▶ _Provided passage_
-=-=-=-=-
‘Monster’ tilapia discovered on Big Island
The state Department of Land & Natural Resources recently recorded a 16-pound, two-foot long “monster tilapia” on the Big Island.
Division of Aquatic Resources biologist Troy Sakihara said it’s the largest of the species he’s ever encountered, and state scientists are warning of an even larger impact the invasive fish can have on native systems throughout Hawaii.
DLNR spokesman Dan Dennison said Saturday that although there have been no tilapia reports on Maui, a recent “invasion” of Nile tilapia in Hilo streams and black-chin tilapia on Kauai’s north shore have “enormous destructive potential.”
They eat all the food for native species and are even eating native fish such as the ‘ama’ama and ‘o’opu, according to DAR administrator Brian Neilson.
The “monster” pet Nile tilapia on Big Island recently died and was brought to Sakihara by a local man.
“I was amazed, as a fisherman myself, but also a little freaked out by how big these fish can actually get,” said Neilson, who is Sakihara’s boss. “Especially when you think about how devastating tilapia can be to some of our native organisms, a two-foot long, 16-pound fish can become a major predator. It’s a little scary.”
-=-=-=-=-
▶ _Data provided_
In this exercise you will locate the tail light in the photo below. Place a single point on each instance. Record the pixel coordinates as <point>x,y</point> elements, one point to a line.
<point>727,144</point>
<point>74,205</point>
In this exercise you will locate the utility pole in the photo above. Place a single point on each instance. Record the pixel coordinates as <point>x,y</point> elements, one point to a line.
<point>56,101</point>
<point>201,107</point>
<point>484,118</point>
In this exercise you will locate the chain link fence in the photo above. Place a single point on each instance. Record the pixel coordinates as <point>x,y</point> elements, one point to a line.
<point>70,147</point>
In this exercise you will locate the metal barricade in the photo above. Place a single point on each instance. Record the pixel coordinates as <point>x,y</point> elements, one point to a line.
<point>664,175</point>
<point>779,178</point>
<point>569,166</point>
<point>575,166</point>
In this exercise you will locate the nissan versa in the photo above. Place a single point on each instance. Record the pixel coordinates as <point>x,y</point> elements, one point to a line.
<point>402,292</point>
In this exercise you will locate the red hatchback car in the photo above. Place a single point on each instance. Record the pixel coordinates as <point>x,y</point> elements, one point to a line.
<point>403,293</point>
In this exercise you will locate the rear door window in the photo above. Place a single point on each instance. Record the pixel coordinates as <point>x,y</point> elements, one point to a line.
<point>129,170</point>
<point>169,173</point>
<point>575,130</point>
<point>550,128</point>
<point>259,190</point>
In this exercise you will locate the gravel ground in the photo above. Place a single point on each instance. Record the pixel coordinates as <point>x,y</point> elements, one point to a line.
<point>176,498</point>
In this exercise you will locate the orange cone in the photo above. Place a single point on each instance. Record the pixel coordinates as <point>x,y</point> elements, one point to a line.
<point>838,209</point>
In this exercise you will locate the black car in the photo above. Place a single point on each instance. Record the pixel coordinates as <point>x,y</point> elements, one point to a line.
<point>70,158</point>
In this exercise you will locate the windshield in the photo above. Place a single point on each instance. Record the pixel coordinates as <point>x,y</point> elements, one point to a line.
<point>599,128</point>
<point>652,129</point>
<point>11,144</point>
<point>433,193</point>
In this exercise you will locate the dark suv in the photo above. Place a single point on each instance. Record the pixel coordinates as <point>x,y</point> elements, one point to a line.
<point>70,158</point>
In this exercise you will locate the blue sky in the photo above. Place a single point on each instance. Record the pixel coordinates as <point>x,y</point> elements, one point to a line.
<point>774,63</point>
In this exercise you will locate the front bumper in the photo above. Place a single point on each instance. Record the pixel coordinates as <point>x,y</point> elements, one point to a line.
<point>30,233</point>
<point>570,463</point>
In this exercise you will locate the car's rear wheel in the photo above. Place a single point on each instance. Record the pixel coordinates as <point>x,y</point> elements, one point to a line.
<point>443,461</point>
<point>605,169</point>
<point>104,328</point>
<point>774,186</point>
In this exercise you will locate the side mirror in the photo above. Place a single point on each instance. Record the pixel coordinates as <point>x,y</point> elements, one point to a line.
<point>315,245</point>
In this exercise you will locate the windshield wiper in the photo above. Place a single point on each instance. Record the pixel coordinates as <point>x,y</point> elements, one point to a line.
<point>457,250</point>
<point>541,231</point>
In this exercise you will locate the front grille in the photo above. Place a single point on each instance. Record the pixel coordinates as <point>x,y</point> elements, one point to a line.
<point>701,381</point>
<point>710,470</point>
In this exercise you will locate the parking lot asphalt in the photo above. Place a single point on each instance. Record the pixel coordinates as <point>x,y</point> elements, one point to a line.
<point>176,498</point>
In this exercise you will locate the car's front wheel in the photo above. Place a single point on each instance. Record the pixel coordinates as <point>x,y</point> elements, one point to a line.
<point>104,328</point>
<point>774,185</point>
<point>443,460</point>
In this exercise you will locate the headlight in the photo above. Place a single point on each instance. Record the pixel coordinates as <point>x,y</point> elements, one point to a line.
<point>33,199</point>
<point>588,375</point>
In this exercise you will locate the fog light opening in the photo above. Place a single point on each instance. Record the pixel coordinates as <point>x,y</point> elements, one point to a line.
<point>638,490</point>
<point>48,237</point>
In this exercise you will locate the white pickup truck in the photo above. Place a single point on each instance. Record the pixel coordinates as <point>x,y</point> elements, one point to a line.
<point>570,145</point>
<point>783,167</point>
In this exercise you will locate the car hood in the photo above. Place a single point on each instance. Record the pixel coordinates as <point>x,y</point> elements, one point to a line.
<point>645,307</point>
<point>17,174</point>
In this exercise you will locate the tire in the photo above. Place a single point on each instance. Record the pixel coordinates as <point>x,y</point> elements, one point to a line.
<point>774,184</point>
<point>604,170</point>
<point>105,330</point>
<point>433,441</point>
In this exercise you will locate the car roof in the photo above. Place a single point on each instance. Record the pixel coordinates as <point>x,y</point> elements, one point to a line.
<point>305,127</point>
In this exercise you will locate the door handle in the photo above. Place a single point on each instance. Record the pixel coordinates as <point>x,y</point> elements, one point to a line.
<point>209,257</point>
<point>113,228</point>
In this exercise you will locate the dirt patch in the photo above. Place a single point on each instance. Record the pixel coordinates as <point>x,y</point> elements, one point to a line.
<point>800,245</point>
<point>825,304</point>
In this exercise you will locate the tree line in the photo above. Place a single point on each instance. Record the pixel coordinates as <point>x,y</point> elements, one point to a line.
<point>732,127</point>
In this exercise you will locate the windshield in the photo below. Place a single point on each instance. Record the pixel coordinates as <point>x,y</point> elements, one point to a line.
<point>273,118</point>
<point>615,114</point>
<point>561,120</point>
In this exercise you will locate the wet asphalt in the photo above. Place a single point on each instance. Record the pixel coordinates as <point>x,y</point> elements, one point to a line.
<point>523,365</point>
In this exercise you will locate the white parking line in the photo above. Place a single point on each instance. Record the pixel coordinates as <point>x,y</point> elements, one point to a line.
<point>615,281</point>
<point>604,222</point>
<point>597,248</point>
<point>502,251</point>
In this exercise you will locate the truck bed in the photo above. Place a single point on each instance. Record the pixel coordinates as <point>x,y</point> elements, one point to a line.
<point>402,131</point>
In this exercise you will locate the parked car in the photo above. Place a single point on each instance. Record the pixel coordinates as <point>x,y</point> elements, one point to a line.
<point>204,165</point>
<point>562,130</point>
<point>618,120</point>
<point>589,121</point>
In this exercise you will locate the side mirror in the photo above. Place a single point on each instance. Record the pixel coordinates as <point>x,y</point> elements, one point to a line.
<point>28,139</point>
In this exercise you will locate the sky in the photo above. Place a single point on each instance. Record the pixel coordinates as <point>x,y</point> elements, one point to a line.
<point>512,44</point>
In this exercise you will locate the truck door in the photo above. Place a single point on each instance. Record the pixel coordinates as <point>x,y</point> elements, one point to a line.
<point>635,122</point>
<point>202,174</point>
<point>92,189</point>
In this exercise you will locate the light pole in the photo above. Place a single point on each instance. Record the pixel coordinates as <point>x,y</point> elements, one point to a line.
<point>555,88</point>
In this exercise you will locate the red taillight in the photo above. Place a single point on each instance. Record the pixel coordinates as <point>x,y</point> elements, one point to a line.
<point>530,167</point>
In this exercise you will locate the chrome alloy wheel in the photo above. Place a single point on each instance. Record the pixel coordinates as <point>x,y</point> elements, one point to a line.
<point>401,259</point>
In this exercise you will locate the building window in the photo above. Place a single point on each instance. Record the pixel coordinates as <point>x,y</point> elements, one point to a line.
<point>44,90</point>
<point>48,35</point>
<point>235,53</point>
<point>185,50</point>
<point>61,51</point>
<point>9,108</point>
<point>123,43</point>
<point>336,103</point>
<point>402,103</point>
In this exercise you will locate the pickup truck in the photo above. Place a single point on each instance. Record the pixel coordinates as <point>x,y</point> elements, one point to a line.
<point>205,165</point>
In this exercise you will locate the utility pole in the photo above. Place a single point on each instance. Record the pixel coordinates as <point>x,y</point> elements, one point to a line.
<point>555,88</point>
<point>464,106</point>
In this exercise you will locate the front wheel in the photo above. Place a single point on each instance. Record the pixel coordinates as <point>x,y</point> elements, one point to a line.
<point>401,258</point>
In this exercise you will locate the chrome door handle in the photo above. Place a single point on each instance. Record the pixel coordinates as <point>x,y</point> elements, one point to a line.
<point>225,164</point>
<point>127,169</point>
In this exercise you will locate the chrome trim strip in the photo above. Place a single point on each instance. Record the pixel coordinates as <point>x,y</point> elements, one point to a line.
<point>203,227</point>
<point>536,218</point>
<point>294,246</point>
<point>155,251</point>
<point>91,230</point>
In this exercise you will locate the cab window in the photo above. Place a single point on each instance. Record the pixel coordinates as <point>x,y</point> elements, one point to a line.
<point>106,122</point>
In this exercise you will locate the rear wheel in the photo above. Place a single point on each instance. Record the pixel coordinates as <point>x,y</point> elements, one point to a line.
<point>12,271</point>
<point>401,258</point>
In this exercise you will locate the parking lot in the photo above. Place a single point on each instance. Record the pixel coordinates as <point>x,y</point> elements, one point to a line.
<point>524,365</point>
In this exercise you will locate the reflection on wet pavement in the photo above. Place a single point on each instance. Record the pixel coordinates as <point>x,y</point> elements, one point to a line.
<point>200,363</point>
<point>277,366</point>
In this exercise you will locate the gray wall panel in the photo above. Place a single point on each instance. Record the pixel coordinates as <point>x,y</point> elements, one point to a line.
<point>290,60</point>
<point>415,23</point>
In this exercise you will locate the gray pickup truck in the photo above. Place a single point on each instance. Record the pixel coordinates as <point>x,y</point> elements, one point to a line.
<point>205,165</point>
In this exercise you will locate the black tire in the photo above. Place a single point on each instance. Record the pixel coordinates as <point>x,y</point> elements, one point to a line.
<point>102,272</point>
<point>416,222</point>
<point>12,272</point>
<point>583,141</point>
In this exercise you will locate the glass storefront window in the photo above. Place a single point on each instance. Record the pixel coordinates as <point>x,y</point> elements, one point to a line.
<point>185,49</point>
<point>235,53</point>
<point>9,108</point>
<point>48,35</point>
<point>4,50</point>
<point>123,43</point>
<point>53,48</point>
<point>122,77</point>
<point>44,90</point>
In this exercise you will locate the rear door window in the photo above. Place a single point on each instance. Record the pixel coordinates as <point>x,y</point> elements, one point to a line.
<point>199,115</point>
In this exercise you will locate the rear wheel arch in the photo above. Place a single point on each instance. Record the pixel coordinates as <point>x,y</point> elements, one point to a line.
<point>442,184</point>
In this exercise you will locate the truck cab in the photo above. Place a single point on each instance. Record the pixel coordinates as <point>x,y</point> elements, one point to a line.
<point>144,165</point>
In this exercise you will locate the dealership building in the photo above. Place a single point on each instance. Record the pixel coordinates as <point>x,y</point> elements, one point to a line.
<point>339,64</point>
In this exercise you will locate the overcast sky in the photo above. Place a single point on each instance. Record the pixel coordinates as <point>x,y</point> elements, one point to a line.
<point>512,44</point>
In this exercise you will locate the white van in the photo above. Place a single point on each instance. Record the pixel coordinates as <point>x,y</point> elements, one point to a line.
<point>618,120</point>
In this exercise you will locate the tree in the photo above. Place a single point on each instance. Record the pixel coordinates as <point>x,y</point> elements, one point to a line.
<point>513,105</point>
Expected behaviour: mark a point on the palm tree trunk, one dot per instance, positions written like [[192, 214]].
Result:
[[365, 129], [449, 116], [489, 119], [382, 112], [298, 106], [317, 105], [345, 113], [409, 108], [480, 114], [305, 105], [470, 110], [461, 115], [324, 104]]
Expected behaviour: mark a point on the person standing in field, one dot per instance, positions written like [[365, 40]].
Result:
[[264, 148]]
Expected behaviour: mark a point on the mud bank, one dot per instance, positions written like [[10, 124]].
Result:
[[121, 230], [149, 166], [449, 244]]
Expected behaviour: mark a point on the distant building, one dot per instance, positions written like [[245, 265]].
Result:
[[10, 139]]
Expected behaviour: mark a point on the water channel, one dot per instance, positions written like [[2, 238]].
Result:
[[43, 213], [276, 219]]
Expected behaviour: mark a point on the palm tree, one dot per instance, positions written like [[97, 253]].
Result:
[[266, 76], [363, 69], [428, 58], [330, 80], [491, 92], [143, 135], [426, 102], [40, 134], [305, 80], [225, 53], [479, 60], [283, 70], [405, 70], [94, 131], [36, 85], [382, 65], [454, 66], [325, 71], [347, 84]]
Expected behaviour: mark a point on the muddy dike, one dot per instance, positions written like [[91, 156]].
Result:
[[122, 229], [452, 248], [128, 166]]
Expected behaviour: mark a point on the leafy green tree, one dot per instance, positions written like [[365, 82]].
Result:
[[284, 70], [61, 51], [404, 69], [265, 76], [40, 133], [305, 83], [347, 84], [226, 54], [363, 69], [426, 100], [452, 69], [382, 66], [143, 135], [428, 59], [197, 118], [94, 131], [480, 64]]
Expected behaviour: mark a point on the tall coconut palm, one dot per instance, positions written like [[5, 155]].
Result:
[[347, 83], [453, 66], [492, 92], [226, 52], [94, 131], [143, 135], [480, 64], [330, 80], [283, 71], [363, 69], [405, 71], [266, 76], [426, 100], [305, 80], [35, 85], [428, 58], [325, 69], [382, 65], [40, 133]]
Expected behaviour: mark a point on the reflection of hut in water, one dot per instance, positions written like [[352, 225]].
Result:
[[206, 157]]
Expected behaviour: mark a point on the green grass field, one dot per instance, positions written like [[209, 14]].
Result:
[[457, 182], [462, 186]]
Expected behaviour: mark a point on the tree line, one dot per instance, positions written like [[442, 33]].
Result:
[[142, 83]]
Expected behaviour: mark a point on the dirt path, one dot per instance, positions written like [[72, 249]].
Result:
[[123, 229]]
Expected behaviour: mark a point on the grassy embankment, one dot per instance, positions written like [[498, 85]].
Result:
-=-=-=-=-
▶ _Exercises to complete_
• A. In the article on the monster tilapia, rewrite the text from "Division of Aquatic" up to and including "systems throughout Hawaii.", swapping "invasive fish" for "non-native fish".
• B. According to the tilapia article, who brought the dead Nile tilapia to Sakihara?
• C. Based on the tilapia article, why does Neilson find a two-foot-long, 16-pound tilapia a little scary?

▶ _Responses in order_
• A.
Division of Aquatic Resources biologist Troy Sakihara said it’s the largest of the species he’s ever encountered, and state scientists are warning of an even larger impact the non-native fish can have on native systems throughout Hawaii.

• B. A local man brought it to him.

• C. Tilapia can be devastating to some of Hawaii's native organisms. A fish that size can become a major predator.